REQUEST: In the court order passage below, who has the final and ultimate responsibility for doing what the memorandum opinion and order requires on Green's behalf?

SELECTED PASSAGE:
The court finds that, if Lamberty works with appropriate diligence between now and the deadline fixed by this order for the filing of a 28 U.S.C. § 2254 application for writ of habeas corpus for Green, he will have ample time within which to prepare and file an application that would properly present to the federal courts all grounds for relief that legitimately should be presented in federal court on behalf of Green. If there otherwise were the potential that Lambert would have any difficulty meeting the deadline fixed by this memorandum opinion and order, that potential would be averted by the consultation services he is at liberty to obtain from Ford and Haughton pursuant to the terms of the order. The court expects Ford and Haughton to be accessible to Lamberty at all times between now and such deadline for consultation purposes; and, the court anticipates that the consultation services to be provided to Lamberty by Ford and Haughton will include, but not be limited to, any assistance Lamberty seeks in gaining an understanding of the record of the state court proceedings in which Green was involved, legal research requested by Lamberty, drafting of language for legal documents if Lamberty requests, reviewing drafts of documents prepared by Lamberty if he requests, and commenting, at the request of Lamberty, on possible courses of action. However, Lamberty has the final and ultimate responsibility to do those things required to be done pursuant to this memorandum opinion and order on behalf of Green.

SUPPLIED MATERIAL:
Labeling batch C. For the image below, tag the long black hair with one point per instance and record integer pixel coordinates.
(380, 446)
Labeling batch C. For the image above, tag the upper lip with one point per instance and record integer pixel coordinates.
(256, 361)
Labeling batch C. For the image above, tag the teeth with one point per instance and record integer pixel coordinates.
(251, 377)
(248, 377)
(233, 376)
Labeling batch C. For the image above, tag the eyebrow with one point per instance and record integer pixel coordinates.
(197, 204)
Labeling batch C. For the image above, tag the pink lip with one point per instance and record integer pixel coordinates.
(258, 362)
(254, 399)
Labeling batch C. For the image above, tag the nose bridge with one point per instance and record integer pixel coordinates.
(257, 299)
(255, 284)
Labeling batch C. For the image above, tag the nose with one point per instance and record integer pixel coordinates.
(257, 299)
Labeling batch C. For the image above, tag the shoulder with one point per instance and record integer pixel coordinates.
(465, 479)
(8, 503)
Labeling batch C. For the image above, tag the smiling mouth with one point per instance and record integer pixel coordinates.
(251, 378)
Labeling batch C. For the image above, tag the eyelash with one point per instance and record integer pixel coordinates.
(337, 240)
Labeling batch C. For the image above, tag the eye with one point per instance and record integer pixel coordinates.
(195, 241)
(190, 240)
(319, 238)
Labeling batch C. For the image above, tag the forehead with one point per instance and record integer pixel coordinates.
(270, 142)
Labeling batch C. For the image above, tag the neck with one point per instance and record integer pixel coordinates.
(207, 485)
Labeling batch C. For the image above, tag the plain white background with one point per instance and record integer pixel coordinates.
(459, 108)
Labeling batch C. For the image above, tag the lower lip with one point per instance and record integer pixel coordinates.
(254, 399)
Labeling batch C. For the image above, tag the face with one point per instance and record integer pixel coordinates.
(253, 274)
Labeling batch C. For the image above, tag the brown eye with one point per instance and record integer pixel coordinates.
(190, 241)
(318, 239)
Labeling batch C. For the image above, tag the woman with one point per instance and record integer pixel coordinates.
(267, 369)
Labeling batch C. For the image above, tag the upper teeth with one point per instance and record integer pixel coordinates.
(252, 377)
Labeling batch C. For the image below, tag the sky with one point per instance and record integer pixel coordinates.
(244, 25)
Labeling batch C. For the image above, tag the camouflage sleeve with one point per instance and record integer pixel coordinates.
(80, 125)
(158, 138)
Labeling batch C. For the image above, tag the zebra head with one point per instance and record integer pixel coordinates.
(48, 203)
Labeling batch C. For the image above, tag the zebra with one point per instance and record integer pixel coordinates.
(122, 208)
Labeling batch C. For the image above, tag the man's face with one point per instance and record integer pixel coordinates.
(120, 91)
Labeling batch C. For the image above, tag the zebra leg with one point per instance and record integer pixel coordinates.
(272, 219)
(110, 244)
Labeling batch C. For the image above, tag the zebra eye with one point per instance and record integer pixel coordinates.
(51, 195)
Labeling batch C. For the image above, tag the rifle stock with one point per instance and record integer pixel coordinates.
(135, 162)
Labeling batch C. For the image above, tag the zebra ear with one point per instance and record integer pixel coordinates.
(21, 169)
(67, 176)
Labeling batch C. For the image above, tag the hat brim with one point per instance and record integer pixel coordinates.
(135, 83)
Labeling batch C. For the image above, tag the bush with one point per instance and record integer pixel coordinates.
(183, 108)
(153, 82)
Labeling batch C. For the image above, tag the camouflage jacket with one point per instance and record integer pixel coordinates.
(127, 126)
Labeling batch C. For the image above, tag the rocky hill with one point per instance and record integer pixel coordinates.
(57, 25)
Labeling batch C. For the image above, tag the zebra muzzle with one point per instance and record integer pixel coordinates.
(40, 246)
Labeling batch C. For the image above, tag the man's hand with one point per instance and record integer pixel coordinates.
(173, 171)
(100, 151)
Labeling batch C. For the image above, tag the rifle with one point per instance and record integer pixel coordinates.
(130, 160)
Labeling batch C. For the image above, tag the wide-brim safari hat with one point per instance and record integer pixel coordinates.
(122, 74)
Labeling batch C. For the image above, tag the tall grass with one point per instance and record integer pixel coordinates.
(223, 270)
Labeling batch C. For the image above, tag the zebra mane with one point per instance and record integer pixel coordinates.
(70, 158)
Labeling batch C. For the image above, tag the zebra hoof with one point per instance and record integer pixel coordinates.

ANSWER IN FULL: Lamberty.